DOCUMENT EXCERPT:
========================

A friend said yu yu hakusho but the first episode has him saying he was pissed off so I had to turn that one off,

just started watching death note and its really good

started watching bleach too but for some reason I cant find volume 24 but 25 I got weird


----------



## ChuckBartowski (Apr 20, 2010)

Evangelion
Blood+
Both of those are short and sweet, Evangelion has 36 episodes and blood+ has 50


----------



## pitman (Apr 20, 2010)

*Fantastic Children* 26 episodes :
A group of enigmatic white-haired children has been spotted at different times and places in Europe for over 500 years. Always with the appearance of 11-year-olds, they behave far more mature than they should be, never grow old, and seem to have supernatural power. What they have been seeking is a girl, and the only clue they have is a picture with a crescent moon. Now, in the year of 2012, an athletic boy named Tohma is about to be involved in this centuries-long mystery.

========================

SUPPLIED MATERIAL:
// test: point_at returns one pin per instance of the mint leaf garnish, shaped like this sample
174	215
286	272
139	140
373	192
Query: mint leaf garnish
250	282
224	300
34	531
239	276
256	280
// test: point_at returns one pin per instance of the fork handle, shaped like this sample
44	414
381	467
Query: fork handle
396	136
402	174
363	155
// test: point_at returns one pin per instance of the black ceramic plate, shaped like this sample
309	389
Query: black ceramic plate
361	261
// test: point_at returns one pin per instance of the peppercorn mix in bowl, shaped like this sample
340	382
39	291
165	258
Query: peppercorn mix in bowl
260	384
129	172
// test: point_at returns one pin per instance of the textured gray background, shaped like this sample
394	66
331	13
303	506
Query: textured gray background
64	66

========================

TO BE DONE:
A) In the anime forum thread, how many episodes does Evangelion have?
B) Transcribe the records word for word, beginning at the line that contains "bowl, shaped like this sample" and stopping after the last line of the records.

ANSWERS TO THE EXERCISES:
A) Evangelion has 36 episodes.

B)
// test: point_at returns one pin per instance of the peppercorn mix in bowl, shaped like this sample
340	382
39	291
165	258
Query: peppercorn mix in bowl
260	384
129	172
// test: point_at returns one pin per instance of the textured gray background, shaped like this sample
394	66
331	13
303	506
Query: textured gray background
64	66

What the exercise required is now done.